Aufgabendetails: Schreibe aus dem Interview mit Ehrhart Körting den Abschnitt ab, der mit „Gibt es Anzeichen“ beginnt und bis einschließlich „ausgeweitet werden soll.“ reicht.

Vorgegebener Text:
——————

»Keine Hinweise auf eine Ausweitung
des Konfliktes«
Ehrhart Körting über den Krieg in Nahost und Auswirkungen auf Berlin
Herr Senator, Berlin will keine Flüchtlinge aus dem Libanon aufnehmen. Zeitungsberichten zufolge haben Sie dies unter anderem mit der Existenz einer großen jüdischen Gemeinde in der Stadt begründet. Wie ist das zu verstehen?
körting: Die Frage nach Flüchtlingen aus dem Libanon stellt sich derzeit nicht. Wir haben durch die Auseinandersetzungen eine dramatische Situation für die Menschen, denen natürlich geholfen werden muß. Ich meine, daß Hilfe am effektivsten durch die internationale Gemeinschaft geleistet werden kann, und zwar vor Ort. Wenn es zu Flüchtlingsströmen nach Europa käme und nach internationalen Absprachen auch Deutschland Flüchtlinge aufnehmen würde, wird natürlich auch Berlin humanitäre Hilfe leisten. Wir haben als Hauptstadt eine Vielzahl israelischer und amerikanischer Einrichtungen, ebenso eine große jüdische Gemeinde. Deshalb muß verhindert werden, daß sich hinter den Flüchtlingen, denen wir in ihrer Not helfen müssen, radikal-islamistische Kämpfer verstecken, die unsere Sicherheit und die genannten Einrichtungen gefährden.
Gibt es Anzeichen dafür, daß die Hisbollah daran interessiert ist, den Konflikt auf Deutschland auszuweiten?
körting: Nach der Schätzung des Berliner Verfassungsschutzes leben in Berlin etwa 160 Anhänger der Hisbollah. Diese treten aber gerade nicht offen auf, sondern bemühen sich um gesetzestreues Verhalten. Es deutet nichts darauf hin, daß der Konflikt auf Deutschland oder Berlin ausgeweitet werden soll.

——————

(Auszüge aus Zeigedaten)

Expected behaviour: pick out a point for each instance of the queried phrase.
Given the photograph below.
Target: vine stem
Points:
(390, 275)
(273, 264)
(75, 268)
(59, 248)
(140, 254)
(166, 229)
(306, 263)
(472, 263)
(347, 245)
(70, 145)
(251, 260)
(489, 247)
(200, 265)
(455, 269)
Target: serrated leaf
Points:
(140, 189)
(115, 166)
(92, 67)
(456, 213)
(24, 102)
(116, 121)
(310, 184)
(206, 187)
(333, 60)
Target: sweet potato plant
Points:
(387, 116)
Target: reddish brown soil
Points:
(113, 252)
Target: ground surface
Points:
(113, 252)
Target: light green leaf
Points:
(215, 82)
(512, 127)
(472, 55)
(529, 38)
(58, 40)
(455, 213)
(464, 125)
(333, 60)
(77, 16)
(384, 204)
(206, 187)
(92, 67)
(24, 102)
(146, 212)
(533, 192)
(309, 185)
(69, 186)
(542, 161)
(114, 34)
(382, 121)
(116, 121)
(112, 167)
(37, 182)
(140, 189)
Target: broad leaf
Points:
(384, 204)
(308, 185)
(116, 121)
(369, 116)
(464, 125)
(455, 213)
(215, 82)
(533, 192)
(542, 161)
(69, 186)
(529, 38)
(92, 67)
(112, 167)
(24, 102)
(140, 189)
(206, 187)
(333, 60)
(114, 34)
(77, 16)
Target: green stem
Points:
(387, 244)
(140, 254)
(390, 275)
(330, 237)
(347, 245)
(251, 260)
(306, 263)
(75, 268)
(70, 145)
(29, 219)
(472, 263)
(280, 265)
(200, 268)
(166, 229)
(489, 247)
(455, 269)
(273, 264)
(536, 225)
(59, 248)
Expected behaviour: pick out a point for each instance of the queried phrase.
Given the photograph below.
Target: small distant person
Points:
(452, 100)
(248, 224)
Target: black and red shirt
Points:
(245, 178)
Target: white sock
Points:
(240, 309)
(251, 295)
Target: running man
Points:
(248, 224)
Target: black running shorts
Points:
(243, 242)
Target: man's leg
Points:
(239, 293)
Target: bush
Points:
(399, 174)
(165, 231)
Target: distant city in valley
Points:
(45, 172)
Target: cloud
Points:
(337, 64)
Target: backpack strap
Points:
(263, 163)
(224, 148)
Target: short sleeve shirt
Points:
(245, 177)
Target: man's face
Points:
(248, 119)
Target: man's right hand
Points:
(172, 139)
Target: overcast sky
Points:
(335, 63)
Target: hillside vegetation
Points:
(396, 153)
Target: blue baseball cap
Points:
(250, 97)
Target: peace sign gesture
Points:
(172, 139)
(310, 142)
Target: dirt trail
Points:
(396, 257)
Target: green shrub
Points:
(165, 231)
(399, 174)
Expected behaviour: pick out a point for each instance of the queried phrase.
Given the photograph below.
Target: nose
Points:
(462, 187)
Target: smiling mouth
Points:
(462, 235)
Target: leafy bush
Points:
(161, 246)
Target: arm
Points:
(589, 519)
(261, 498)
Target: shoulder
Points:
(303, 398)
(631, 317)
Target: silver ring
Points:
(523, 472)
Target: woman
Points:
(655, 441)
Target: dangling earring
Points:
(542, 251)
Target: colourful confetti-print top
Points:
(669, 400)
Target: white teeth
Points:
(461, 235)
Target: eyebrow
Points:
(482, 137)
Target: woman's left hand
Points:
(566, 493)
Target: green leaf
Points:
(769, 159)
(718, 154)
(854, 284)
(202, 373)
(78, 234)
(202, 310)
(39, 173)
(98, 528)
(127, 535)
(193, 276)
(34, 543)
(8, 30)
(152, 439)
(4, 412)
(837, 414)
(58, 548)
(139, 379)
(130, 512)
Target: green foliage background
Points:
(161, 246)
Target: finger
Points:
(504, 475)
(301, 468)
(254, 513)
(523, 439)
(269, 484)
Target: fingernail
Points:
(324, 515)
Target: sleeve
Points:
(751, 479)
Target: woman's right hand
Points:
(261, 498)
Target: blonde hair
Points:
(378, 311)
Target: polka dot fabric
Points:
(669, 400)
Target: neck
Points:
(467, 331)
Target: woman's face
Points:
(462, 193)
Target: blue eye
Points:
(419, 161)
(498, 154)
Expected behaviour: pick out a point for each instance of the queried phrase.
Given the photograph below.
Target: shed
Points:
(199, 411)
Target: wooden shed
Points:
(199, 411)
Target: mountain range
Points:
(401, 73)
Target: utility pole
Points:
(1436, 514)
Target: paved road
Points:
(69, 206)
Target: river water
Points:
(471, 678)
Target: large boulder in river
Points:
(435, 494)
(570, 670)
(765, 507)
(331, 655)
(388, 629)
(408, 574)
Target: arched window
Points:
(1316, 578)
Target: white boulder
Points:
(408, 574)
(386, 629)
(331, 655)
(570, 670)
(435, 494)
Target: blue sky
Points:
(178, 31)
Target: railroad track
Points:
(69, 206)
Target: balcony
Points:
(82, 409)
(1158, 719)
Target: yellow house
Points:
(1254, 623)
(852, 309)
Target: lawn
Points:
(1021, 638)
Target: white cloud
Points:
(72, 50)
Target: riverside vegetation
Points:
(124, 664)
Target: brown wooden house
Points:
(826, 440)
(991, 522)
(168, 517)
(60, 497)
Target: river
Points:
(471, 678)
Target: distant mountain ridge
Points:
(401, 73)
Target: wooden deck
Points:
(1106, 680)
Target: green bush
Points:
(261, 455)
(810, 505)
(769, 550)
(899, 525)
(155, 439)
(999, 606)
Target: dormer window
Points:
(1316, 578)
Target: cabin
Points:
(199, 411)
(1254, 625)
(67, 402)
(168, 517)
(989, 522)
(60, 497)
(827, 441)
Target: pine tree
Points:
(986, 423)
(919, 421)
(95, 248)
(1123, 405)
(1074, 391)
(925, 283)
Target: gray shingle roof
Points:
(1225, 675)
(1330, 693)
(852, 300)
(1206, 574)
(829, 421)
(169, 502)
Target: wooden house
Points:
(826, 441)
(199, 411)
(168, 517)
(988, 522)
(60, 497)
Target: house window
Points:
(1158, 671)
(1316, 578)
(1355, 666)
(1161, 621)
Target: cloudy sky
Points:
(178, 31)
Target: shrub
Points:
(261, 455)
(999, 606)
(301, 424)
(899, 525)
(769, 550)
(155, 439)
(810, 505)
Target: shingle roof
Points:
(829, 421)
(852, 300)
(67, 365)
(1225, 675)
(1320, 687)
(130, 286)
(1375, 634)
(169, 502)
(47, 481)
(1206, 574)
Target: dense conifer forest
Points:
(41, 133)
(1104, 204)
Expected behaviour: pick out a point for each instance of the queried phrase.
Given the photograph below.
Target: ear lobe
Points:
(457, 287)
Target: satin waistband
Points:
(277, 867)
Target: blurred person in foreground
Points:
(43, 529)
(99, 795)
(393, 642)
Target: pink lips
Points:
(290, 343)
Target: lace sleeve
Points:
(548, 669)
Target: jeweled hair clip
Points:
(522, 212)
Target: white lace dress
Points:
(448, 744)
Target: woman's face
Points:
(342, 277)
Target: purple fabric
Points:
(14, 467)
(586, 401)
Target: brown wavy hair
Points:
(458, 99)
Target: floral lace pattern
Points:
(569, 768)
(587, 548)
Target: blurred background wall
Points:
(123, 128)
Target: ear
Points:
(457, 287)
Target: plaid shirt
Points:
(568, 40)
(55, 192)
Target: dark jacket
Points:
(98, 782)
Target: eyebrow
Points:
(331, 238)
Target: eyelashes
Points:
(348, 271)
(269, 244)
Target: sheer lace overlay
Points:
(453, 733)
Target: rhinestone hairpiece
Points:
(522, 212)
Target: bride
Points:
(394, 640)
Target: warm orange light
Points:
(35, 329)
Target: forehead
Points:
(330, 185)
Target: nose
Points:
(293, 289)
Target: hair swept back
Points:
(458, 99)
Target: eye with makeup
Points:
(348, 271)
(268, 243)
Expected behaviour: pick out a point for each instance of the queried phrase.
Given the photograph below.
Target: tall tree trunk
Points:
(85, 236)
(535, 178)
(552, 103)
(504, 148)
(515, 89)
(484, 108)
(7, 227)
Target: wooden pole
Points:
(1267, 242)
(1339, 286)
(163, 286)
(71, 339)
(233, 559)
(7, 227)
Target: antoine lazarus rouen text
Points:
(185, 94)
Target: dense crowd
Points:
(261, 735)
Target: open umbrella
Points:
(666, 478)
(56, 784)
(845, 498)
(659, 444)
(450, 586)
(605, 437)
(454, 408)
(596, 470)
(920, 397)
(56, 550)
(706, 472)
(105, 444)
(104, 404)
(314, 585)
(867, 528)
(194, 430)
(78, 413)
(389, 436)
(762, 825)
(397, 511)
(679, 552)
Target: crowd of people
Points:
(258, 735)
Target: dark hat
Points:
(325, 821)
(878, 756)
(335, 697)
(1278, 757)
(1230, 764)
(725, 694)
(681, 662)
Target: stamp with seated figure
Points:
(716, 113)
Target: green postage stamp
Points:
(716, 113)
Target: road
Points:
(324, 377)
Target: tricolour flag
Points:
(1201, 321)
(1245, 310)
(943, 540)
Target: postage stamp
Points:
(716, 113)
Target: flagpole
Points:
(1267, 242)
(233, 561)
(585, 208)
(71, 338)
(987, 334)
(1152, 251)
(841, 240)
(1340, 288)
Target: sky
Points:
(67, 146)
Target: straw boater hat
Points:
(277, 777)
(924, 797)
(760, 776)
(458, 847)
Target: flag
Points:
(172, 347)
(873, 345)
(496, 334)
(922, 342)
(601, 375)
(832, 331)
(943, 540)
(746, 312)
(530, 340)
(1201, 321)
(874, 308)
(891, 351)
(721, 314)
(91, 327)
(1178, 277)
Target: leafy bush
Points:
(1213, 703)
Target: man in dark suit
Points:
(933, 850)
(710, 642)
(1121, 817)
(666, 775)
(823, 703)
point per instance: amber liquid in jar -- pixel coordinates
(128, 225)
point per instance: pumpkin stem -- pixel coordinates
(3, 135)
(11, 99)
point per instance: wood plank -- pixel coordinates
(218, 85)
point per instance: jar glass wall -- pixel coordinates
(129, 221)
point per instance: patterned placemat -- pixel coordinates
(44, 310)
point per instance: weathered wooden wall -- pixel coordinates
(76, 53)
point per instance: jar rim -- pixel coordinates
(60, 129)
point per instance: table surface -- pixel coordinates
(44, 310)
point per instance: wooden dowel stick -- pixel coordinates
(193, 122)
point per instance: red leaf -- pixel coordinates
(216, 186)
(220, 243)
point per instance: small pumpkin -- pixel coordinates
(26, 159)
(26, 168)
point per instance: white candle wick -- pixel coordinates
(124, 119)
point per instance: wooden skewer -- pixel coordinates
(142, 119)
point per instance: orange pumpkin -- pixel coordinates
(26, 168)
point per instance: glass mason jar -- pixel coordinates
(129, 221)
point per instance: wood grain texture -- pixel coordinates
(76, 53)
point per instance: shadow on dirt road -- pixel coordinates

——————

Antwort:
Gibt es Anzeichen dafür, daß die Hisbollah daran interessiert ist, den Konflikt auf Deutschland auszuweiten?
körting: Nach der Schätzung des Berliner Verfassungsschutzes leben in Berlin etwa 160 Anhänger der Hisbollah. Diese treten aber gerade nicht offen auf, sondern bemühen sich um gesetzestreues Verhalten. Es deutet nichts darauf hin, daß der Konflikt auf Deutschland oder Berlin ausgeweitet werden soll.